** Task prompt **
Type out every line of the data again, exactly.

BEGIN Supplied data

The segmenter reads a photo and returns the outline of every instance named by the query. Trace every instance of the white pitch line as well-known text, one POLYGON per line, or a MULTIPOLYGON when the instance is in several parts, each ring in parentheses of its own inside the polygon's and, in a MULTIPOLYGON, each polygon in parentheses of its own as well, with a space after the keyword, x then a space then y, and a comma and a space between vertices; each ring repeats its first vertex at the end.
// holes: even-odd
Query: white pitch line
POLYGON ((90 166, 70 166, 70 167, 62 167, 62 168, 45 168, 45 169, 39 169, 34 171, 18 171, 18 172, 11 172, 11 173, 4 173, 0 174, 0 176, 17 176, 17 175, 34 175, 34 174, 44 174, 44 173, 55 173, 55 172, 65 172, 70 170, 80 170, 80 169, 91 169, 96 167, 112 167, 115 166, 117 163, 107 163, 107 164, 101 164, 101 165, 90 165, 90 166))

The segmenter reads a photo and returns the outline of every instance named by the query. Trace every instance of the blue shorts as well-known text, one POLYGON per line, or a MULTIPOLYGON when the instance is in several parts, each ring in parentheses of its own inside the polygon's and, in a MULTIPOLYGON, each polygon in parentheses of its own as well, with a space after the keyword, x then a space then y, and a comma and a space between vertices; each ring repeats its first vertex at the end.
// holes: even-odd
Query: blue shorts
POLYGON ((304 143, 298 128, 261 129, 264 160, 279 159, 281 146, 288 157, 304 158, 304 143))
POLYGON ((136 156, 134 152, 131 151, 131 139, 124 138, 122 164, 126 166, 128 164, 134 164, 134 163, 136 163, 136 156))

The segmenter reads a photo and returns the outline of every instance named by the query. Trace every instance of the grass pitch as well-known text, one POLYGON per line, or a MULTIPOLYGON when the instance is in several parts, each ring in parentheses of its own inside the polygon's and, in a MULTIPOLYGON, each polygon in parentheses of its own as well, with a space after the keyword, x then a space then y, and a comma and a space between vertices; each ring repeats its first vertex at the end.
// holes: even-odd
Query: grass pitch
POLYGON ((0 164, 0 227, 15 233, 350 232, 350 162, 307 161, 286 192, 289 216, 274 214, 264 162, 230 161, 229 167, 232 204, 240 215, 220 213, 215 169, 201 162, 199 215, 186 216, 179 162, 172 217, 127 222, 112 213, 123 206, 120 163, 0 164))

END Supplied data

** Answer to the exercise **
The segmenter reads a photo and returns the outline of every instance named by the query. Trace every instance of the white pitch line as well-known text, one POLYGON per line, or a MULTIPOLYGON when the instance is in several parts, each ring in parentheses of its own inside the polygon's and, in a MULTIPOLYGON, each polygon in parentheses of its own as well, with a space after the keyword, x then a space then y, and a comma and a space between vertices; each ring repeats its first vertex at the end.
// holes: even-odd
Query: white pitch line
POLYGON ((90 166, 70 166, 70 167, 62 167, 62 168, 45 168, 45 169, 39 169, 34 171, 18 171, 18 172, 11 172, 11 173, 4 173, 0 174, 0 176, 17 176, 17 175, 34 175, 34 174, 44 174, 44 173, 55 173, 55 172, 65 172, 70 170, 80 170, 80 169, 91 169, 96 167, 112 167, 115 166, 117 163, 107 163, 107 164, 101 164, 101 165, 90 165, 90 166))

The segmenter reads a photo and returns the outline of every instance named by the query. Trace every instance of the blue shorts as well-known text, one POLYGON per line, or a MULTIPOLYGON when the instance is in several parts, each ring in parentheses of its own inside the polygon's and, in a MULTIPOLYGON, each polygon in parentheses of its own as well, with a space after the keyword, x then a space then y, and a comma and a space between vertices; each ring repeats its first vertex at the end.
// holes: even-odd
Query: blue shorts
POLYGON ((304 143, 298 128, 261 129, 264 160, 279 159, 281 146, 288 157, 304 158, 304 143))
POLYGON ((136 156, 134 152, 131 151, 131 139, 124 138, 122 164, 126 166, 128 164, 134 164, 134 163, 136 163, 136 156))

The segmenter reads a photo and returns the outline of every instance named by the query. Trace every instance of the grass pitch as well-known text, one POLYGON per line, or a MULTIPOLYGON when the instance is in several parts, each ring in parentheses of its own inside the polygon's and, in a MULTIPOLYGON, each polygon in parentheses of its own as well, with a space after the keyword, x then a space then y, and a comma and a space between vertices; each ring repeats its first vertex at the end.
// holes: even-odd
Query: grass pitch
POLYGON ((0 164, 0 227, 15 233, 350 232, 350 162, 307 161, 286 192, 289 216, 274 214, 264 162, 230 161, 229 167, 232 204, 240 215, 220 213, 215 169, 201 162, 199 215, 186 216, 179 162, 172 217, 127 222, 112 213, 123 206, 120 163, 0 164))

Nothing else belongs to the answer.